_Exercise objective:_ Give the data below again, word for word.

[Point-per-instance localization data]
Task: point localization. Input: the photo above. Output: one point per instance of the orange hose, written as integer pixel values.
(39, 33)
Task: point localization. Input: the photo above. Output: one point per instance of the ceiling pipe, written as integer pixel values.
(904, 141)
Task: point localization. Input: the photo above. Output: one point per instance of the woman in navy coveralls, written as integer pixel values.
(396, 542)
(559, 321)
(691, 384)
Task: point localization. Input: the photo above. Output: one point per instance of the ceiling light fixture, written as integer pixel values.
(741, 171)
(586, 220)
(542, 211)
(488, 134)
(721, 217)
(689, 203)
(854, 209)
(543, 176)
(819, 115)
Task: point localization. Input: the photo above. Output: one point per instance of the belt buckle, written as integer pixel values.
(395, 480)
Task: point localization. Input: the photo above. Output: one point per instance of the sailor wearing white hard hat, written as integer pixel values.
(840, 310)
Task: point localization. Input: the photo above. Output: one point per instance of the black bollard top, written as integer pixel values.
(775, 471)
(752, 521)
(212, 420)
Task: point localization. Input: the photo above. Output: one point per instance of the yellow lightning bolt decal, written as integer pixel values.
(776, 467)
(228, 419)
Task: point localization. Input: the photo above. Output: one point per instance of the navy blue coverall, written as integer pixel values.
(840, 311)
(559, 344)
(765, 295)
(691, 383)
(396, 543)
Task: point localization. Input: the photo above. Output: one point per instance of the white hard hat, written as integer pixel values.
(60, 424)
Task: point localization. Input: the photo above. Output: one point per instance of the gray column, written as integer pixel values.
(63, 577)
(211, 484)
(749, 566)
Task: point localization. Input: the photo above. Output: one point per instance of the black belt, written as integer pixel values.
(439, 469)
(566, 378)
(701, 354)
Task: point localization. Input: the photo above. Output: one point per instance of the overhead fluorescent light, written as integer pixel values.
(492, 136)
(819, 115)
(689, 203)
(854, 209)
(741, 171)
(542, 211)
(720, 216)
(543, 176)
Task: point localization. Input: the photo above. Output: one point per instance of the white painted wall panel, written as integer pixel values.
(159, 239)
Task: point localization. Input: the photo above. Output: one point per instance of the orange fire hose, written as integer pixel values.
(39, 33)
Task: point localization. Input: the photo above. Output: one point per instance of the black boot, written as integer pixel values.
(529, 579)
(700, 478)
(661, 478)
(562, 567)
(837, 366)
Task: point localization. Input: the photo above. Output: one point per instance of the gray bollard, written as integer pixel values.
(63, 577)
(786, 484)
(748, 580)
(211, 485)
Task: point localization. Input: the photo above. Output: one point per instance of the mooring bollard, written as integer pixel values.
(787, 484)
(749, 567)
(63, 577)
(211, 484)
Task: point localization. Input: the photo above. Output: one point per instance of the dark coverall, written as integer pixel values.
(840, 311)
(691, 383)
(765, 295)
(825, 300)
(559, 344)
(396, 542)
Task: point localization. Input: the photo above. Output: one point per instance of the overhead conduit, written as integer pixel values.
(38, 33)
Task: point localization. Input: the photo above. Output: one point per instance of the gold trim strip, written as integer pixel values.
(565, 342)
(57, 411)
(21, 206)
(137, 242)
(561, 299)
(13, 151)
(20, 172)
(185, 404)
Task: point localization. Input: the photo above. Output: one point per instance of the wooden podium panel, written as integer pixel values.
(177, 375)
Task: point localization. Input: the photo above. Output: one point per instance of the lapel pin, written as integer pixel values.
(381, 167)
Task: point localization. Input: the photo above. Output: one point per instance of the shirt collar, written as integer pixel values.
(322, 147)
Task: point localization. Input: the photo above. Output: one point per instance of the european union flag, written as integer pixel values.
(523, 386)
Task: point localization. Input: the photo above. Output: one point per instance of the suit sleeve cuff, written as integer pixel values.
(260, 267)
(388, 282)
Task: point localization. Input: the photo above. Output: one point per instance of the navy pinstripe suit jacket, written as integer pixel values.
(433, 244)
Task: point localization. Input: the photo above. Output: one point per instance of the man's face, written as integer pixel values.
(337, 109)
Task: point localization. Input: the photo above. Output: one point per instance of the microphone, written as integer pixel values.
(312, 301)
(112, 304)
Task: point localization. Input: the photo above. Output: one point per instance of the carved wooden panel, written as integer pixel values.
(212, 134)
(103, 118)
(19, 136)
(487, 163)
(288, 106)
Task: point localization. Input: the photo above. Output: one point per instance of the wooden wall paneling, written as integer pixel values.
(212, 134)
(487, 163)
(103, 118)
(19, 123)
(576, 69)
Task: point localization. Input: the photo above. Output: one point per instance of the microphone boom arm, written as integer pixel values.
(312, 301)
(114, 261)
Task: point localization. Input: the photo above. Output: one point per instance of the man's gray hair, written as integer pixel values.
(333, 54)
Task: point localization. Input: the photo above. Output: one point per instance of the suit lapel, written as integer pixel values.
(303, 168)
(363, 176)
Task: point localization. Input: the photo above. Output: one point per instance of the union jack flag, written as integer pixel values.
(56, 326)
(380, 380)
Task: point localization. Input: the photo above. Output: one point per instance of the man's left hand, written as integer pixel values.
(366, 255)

_Response area:_
Task: point localization. Input: the photo above. Output: one point per instance of the orange hose, written as integer pixel values.
(39, 33)
Task: point localization. Input: the photo above. Output: one point per instance of the ceiling pipe, written as integer pixel values.
(904, 141)
Task: point localization. Input: the photo above. Output: one point per instance of the woman in navy coveralls, written as integer pixel values.
(396, 542)
(559, 321)
(691, 384)
Task: point localization. Input: the photo above. Output: one point per instance of the ceiling light fixture, written as integer pixel values.
(741, 171)
(586, 220)
(542, 211)
(488, 134)
(721, 217)
(689, 203)
(854, 209)
(543, 176)
(819, 115)
Task: point localization. Input: the photo above. Output: one point per instance of the belt buckle, written as integer pixel values.
(395, 480)
Task: point localization. Input: the photo above. Output: one point per instance of the sailor wearing white hard hat, written as integer pixel values.
(840, 310)
Task: point localization. Input: the photo above. Output: one point per instance of the black bollard top, written as integer pixel values.
(775, 471)
(752, 521)
(212, 420)
Task: point localization. Input: the photo above. Output: one point per instance of the yellow lightning bolt decal, written as integer pixel values.
(776, 467)
(228, 419)
Task: point localization. Input: the photo above. Output: one point per instance of the navy blue coverall, written as integer pixel values.
(840, 311)
(559, 344)
(765, 295)
(691, 383)
(396, 543)
Task: point localization. Input: the photo above. Output: one point per instance of the white hard hat, written as integer pixel values.
(60, 424)
Task: point localization. Input: the photo above. Output: one point per instance of the gray column, written as integer pixel values.
(63, 577)
(211, 484)
(749, 566)
Task: point localization. Input: the photo above. Output: one point per instance of the black belt, written as integer pixel values.
(439, 469)
(566, 378)
(701, 354)
Task: point localization. Input: the photo above. Output: one point per instance of the overhead fluorescent light, written as integer pixel values.
(492, 136)
(819, 115)
(689, 203)
(854, 209)
(741, 171)
(542, 211)
(720, 216)
(543, 176)
Task: point localization. Input: the photo above. Output: one point per instance of the white painted wall panel, written as integer pixel values.
(159, 239)
Task: point localization. Input: the photo above. Output: one point per instance of the orange fire hose, written as integer pixel values.
(39, 33)
Task: point localization. Input: the photo above. Output: one point per instance of the black boot, written as integer pixel values.
(529, 579)
(700, 478)
(661, 478)
(562, 567)
(837, 366)
Task: point localization. Input: the photo above. Output: one point per instance of the gray bollard, written as integer pixel values.
(63, 577)
(786, 484)
(748, 580)
(211, 485)
Task: point localization. Input: the photo above. Output: one point per instance of the mooring bollard, written as integer pixel values.
(787, 484)
(749, 567)
(63, 577)
(211, 484)
Task: point localization. Input: the photo above. Output: one point per instance of the dark coverall, written as integer pixel values.
(840, 311)
(691, 383)
(765, 295)
(825, 300)
(559, 344)
(396, 542)
Task: point localization. Input: the photo above. Output: one point per instance of the overhead conduit, written as integer pixel values.
(38, 33)
Task: point localization. Input: the photo above. Output: one point per instance of the gold trim strip, written as integer pixel values.
(565, 342)
(57, 411)
(21, 206)
(137, 242)
(561, 299)
(13, 151)
(20, 172)
(185, 404)
Task: point localization. Input: the photo above. Output: one point per instance of the wooden podium panel, written as integer pixel values.
(177, 375)
Task: point localization. Input: the photo above. Output: one point per instance of the lapel pin, written as integer pixel values.
(381, 167)
Task: point localization. Input: the photo above. Output: one point per instance of the shirt collar, written as integer pixel values.
(322, 147)
Task: point localization. Input: the photo above. Output: one point per instance of the european union flag, written as integer pixel values.
(523, 386)
Task: point localization. Input: the photo above. Output: one point per instance of the suit sleeve cuff, written as integer pixel values.
(260, 267)
(388, 282)
Task: point localization. Input: the photo above. Output: one point per instance of the navy pinstripe suit jacket, written as integer pixel values.
(433, 244)
Task: point localization. Input: the photo above. Output: one point per instance of the man's face, written as integer pixel values.
(337, 109)
Task: point localization. Input: the photo above. Output: one point per instance of the microphone, written as integer pixel values.
(312, 301)
(112, 304)
Task: point localization. Input: the photo above. Output: one point per instance of the carved wooden panel, written as integer pixel values.
(212, 134)
(103, 118)
(19, 136)
(487, 163)
(288, 106)
Task: point localization. Input: the photo above. Output: one point per instance of the wooden wall paneling, written as integer pixel values.
(212, 134)
(487, 163)
(103, 118)
(19, 123)
(576, 69)
Task: point localization. Input: the photo above. Output: one point per instance of the microphone boom arm, written as integer pixel values.
(312, 301)
(114, 261)
Task: point localization. Input: the photo above. Output: one point per instance of the man's gray hair, written as integer pixel values.
(333, 54)
Task: point localization. Input: the photo above. Output: one point per instance of the suit lapel, written as integer pixel values.
(303, 168)
(363, 176)
Task: point localization. Input: the photo above. Output: one point per instance of the union jack flag, written as integer pixel values.
(56, 326)
(380, 380)
Task: point localization. Input: the photo above. Output: one point per instance of the man's left hand, written as integer pixel values.
(366, 255)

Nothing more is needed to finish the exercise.